[TASK]:
Exact repetition is the task: copy every entry below.

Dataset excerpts

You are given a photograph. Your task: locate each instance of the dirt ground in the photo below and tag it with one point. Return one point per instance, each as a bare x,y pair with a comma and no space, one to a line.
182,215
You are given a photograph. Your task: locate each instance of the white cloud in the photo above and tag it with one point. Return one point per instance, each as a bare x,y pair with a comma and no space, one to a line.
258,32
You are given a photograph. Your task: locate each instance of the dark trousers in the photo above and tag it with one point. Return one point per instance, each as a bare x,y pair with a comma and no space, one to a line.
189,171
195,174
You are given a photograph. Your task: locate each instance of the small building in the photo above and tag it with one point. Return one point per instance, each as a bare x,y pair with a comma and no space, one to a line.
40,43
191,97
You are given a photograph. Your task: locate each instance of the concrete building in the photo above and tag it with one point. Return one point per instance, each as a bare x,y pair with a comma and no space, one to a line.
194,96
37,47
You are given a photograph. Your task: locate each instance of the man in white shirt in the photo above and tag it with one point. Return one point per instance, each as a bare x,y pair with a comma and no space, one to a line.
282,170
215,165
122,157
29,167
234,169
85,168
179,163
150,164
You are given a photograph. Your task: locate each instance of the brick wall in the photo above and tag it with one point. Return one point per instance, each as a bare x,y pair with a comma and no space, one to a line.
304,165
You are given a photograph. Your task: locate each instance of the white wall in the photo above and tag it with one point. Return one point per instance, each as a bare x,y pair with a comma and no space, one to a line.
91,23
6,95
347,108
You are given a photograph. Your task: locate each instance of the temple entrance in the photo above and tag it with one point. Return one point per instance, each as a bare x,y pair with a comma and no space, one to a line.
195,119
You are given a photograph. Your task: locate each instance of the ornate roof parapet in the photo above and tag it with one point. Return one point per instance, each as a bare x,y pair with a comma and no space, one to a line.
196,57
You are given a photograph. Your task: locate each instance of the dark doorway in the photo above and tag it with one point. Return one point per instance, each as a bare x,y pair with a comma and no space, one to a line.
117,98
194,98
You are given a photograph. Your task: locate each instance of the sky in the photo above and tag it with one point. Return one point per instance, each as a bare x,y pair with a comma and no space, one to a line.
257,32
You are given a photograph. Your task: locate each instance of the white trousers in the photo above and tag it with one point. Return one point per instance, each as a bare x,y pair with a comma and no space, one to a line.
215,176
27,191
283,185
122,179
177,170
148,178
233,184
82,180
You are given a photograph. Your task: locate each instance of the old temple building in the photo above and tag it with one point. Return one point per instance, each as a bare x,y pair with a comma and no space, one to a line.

[OUTPUT FOR THIS TASK]:
You are given a photograph. Your task: locate each instance of the dirt ground in the photo below and tag it with one point. Return one point per instance, each as a bare x,y pair with a comma and no space, one to a line.
182,215
You are given a photograph. Your task: locate each instance of the white cloud in the photo above and tag it with one point. Return one point per instance, each as a bare x,y pair with a comma and no space, one to a line.
258,32
You are given a photograph. Your task: locate each instance of the dark trousers in the photo above and tag it with one point. Return one point per instance, each as a bare x,y pair with a comma and no space, one to a line.
189,171
195,174
You are given a photograph. Your task: locate each instance of the small building in the photo above and tag it with one point. Return one point per instance, each as a bare x,y pair with a comma and no space, one to a line.
40,43
191,97
You are given a photograph. Your task: locate each instance of the concrete building in the photo above and tag it with one point. Return one point per instance, each as a bare x,y pair with a comma and no space, one to a line.
194,96
37,47
You are given a photograph. Your task: locate each instance of the man in white shirt in the photo above and tag it with one point. Return one point per instance, each as a bare x,y pair with a comma and no space, one to a line.
282,170
215,165
122,157
29,167
234,169
85,168
179,163
150,164
You are given a photograph. Your task: locate each instance of the brick wall in the photo above and tag it with one point. Return one point per instance, each as a bare x,y pair with a comma and no space, one to a line.
304,165
You are given a photograph. Your task: locate each instance of the white wall in the photo above and tag it with one point. Return one point per instance, each as a bare x,y pair with a comma and no space, one to a line.
91,23
6,95
347,108
You are given a photograph. Your task: locate each instance of the temple entrance in the photo above and tag it with one point. Return one point per instance, each as a bare x,y pair with a comma and no space, one to a line.
195,119
You are given a photograph. Your task: locate each instance of the ornate roof parapet in the photo above and tag it with one point. Return one point per instance, each as a bare x,y pair with a comma and no space, one to a line.
196,57
You are given a photograph. Your task: locate each instance of the dark doorway in the photo above and tag it with one point. Return one point per instance, each as a bare x,y pair with a comma and no space, one to a line.
117,98
194,98
You are given a photograph. Your task: locate each instance of the sky in the photo above and tag it with one point. Return one point per instance, each as a bare x,y pair with a comma and no space, one to a line.
257,32
You are given a photograph. Your task: locate each instance of the white trousers in the photo above and tag it with one point. Return one point per instance, each as a bare x,y pair with a comma and no space, one to a line.
215,176
27,191
283,185
122,179
177,170
148,178
233,184
82,180
You are given a photograph. Your task: locate each instance of the old temple building in the photo above and tag it with one point. Return one point per instance, each as a bare x,y pair with a comma and no space, one to a line.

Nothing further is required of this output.